__Text shown__
━━━

PCBs alter rat hormones, organs in two generations.

What did they do?

This laboratory study using female rats examined if and how low level PCB exposure during development affects reproduction and fertility in multiple generations. The University of Texas research team mimicked human PCB exposure levels.

First, female rats were exposed to PCBs on critical days of pregnancy (days 16 and 18) when hormones influence the changing brain to become either male or female. Second, animals were exposed to a mixture of PCBs (commercially known as Aroclor 1221) commonly found in the environment. Third, relevant and very low levels (0.1, 1, or 10 milligrams per kilogram) of PCBs were tested.

Each pregnant rat (F0 or ‘mother’) exposed to PCBs gave birth to about 12 offspring (first generation, F1, or ‘daughters’). When these daughters matured, they were mated to produce the second generation (F2 or ‘granddaughters’).

The mothers (F0) were directly exposed to PCBs. The daughters (F1) were not directly exposed but instead were exposed through their mother's womb during development and via nursing after birth. The granddaughters (F2) were also never directly exposed, but were exposed indirectly during their mothers development, as females make at conception and carry through her life all of the eggs she will use during her reproductive years.

The authors' assessed reproductive health and fertility in both the daughters (F1) and the granddaughters (F2). They established developmental status through litter size, male-to-female sex ratio and weight. They measured the reproductive hormones luteinizing hormone, estradiol and progesterone in blood samples.

What did they find?

Overall, prenatal exposure to the low concentrations affected the long-term reproductive health of the female offspring rather than producing toxic or dramatic developmental problems.

More females than males were born in each post-exposed generation (children and grandchildren). Statistically, each generation alone was not significant but that changed when both generations were considered together. In that comparison, there was a significant trend toward more females when compared with control populations.

The daughters of PCB-exposed mothers had modest reproductive changes, including slightly increased body weight and higher luteinizing hormone levels. Both effects were found at the intermediate PCB dose tested (1 mg/kg).

More pronounced reproductive changes were found in the grandchildren of PCB-exposed mothers. The grandsons were heavier in the mothers exposed to the high PCB dose (10 mg/kg). The granddaughters had smaller uterine tissues and ovarian tissues.

Hormonal changes were seen in grandaughters at a critical period of reproduction called proestrus. During normal proestrus, high levels of luteinizing hormone and progesterone are required to ensure fertility. Here, at proestrus, the granddaughters had muted levels of both luteinizing hormone (approximately 10 times lower) and progesterone (about 3 times lower). These results strongly suggest that reproductive potential is compromised in the granddaughters.

What does it mean?

━━━

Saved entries
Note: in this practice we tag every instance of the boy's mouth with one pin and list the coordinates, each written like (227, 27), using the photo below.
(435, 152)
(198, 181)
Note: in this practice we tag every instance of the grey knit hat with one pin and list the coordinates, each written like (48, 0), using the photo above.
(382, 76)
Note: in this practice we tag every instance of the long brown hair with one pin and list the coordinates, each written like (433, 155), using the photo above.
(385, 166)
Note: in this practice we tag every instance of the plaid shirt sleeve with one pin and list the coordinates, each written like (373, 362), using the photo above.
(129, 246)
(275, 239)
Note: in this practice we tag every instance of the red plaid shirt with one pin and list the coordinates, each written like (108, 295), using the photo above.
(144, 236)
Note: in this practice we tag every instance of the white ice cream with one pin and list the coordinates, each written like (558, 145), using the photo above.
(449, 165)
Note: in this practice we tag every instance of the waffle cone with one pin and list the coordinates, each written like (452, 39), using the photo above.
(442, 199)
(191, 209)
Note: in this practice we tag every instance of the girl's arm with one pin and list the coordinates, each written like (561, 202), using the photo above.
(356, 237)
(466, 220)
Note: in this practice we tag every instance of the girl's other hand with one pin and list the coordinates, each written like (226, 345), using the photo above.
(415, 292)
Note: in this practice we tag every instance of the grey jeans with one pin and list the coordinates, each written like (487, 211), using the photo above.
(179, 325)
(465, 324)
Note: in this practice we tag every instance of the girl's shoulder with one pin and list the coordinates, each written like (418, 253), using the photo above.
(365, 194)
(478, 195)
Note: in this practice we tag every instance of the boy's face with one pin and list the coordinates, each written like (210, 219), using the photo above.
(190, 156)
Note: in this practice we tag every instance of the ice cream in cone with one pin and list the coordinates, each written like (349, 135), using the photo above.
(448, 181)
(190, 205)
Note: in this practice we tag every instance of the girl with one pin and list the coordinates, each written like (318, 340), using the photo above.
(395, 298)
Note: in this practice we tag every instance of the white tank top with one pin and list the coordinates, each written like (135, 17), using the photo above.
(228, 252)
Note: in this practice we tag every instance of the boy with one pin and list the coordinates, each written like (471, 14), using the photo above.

━━━

__Work order__
Name every reproductive hormone that the text on PCB exposure in rats says was measured in blood samples.

__Response below__
Luteinizing hormone, estradiol, and progesterone.